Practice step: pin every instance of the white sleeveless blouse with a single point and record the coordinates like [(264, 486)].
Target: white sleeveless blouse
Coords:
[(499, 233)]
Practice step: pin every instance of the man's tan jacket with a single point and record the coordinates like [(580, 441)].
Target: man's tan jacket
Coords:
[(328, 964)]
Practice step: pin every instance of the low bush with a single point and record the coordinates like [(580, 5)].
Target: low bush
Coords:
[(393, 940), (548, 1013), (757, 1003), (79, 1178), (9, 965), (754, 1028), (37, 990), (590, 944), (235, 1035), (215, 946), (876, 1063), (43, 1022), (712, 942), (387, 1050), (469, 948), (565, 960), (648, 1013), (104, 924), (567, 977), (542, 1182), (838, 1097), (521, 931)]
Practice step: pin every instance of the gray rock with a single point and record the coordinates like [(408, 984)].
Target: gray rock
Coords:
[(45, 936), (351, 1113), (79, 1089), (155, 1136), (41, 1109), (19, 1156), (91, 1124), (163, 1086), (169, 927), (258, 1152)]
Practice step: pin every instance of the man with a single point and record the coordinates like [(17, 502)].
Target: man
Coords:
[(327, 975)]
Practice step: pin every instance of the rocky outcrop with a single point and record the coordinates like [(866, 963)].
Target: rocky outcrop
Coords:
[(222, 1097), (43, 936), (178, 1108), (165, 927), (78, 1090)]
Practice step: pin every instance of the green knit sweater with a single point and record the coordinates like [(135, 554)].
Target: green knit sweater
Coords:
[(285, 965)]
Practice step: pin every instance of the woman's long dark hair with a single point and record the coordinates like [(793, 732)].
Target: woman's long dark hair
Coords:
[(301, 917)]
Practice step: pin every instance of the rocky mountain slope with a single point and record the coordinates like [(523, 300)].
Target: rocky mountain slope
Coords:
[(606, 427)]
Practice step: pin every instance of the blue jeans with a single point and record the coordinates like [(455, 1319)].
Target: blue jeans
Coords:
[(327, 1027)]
++++++++++
** Given task **
Extract all of the data shown above without alteration.

** Reply to the task **
Practice step: pin every instance of the white sleeveless blouse with a single point and record the coordinates like [(264, 486)].
Target: white sleeveless blouse
Coords:
[(499, 233)]
Practice step: pin every instance of the man's tan jacket with a single point and record the coordinates like [(580, 441)].
Target: man's tan jacket
Coords:
[(328, 964)]
Practice step: pin every instance of the low bush with a single point and record the coordinates like [(580, 5)].
Target: low bush
Coords:
[(393, 940), (548, 1013), (757, 1003), (79, 1178), (9, 965), (754, 1028), (37, 990), (590, 944), (235, 1035), (215, 946), (876, 1063), (43, 1022), (712, 942), (387, 1050), (469, 948), (565, 960), (648, 1013), (104, 924), (567, 977), (542, 1182), (838, 1097), (521, 931)]
Practice step: pin every instance of the gray rock with a single point and record the coordinates like [(408, 984)].
Target: gray rock
Coords:
[(45, 936), (351, 1113), (79, 1089), (155, 1136), (41, 1109), (19, 1156), (91, 1124), (163, 1086), (169, 927), (258, 1152)]
Practice step: pin every instance of the man with a single point and record the coordinates like [(17, 502)].
Target: man
Coords:
[(327, 975)]
Practice step: pin every instance of the rocky outcrop with a single point and record the coordinates like [(866, 963)].
Target: rocky outcrop
Coords:
[(222, 1097), (43, 936), (178, 1108), (165, 927), (78, 1090)]
Practice step: pin every instance of the green knit sweater with a single point and record the coordinates like [(135, 554)].
Target: green knit sweater
Coords:
[(285, 965)]
Practice step: pin every instance of the woman's long dark hair with a single point and record the coordinates like [(793, 732)].
Target: woman's long dark hair
Coords:
[(301, 917)]
Practice step: pin every instance of the rocky mountain slope with a single point and record the coordinates like [(523, 300)].
Target: rocky mountain slope
Coords:
[(606, 427)]
Practice step: pin every instance of the blue jeans with a single point and record the coordinates like [(455, 1319)].
Target: blue jeans
Coords:
[(327, 1027)]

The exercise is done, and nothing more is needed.